Exercise description — Return the entries below in their exact form, leaving the pictures out.
┌─ Data for this task
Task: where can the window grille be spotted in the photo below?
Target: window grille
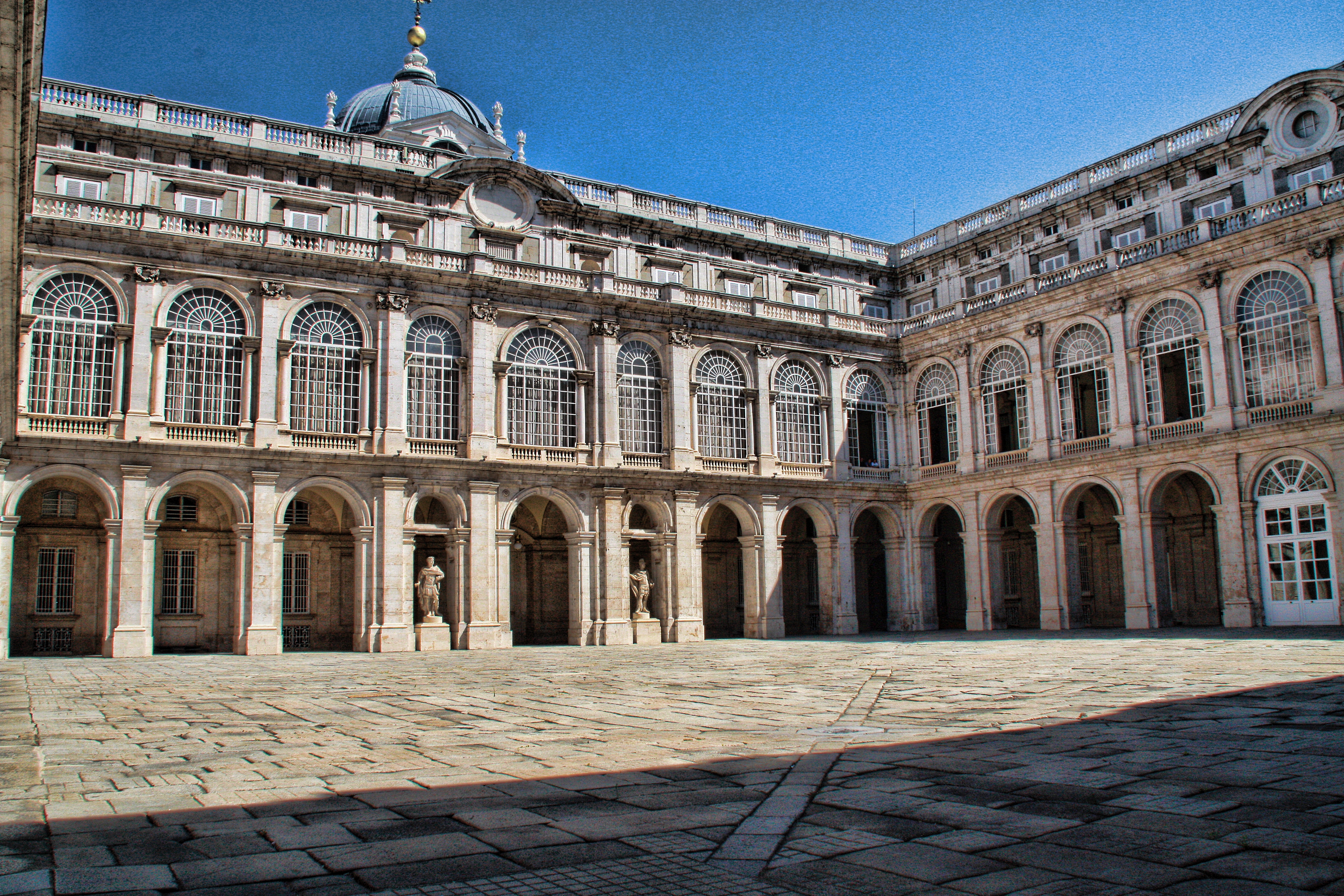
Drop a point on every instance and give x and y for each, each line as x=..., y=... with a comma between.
x=640, y=398
x=936, y=400
x=1170, y=334
x=324, y=370
x=1003, y=390
x=867, y=424
x=72, y=347
x=205, y=359
x=798, y=414
x=721, y=407
x=56, y=581
x=181, y=508
x=178, y=591
x=296, y=514
x=60, y=503
x=433, y=350
x=1084, y=384
x=1291, y=476
x=294, y=588
x=542, y=390
x=1276, y=342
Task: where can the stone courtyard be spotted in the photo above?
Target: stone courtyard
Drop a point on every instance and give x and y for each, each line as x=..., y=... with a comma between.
x=1179, y=762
└─
Response to this task —
Task: where can the window grille be spotted in the photo below?
Target: window grille
Drop a point on every instance and give x and y for each, each line as x=..., y=... with a comma between.
x=640, y=398
x=936, y=400
x=1170, y=334
x=324, y=370
x=1003, y=390
x=867, y=424
x=72, y=347
x=205, y=359
x=798, y=414
x=721, y=407
x=56, y=581
x=181, y=508
x=178, y=591
x=296, y=514
x=60, y=503
x=433, y=350
x=1084, y=384
x=1291, y=476
x=294, y=588
x=542, y=390
x=1276, y=342
Task: where can the stone courtyard be spotted in the photo above?
Target: stone courtyard
Drop a point on every instance and give x and y for each, each line as x=..., y=... with a comma between.
x=1179, y=762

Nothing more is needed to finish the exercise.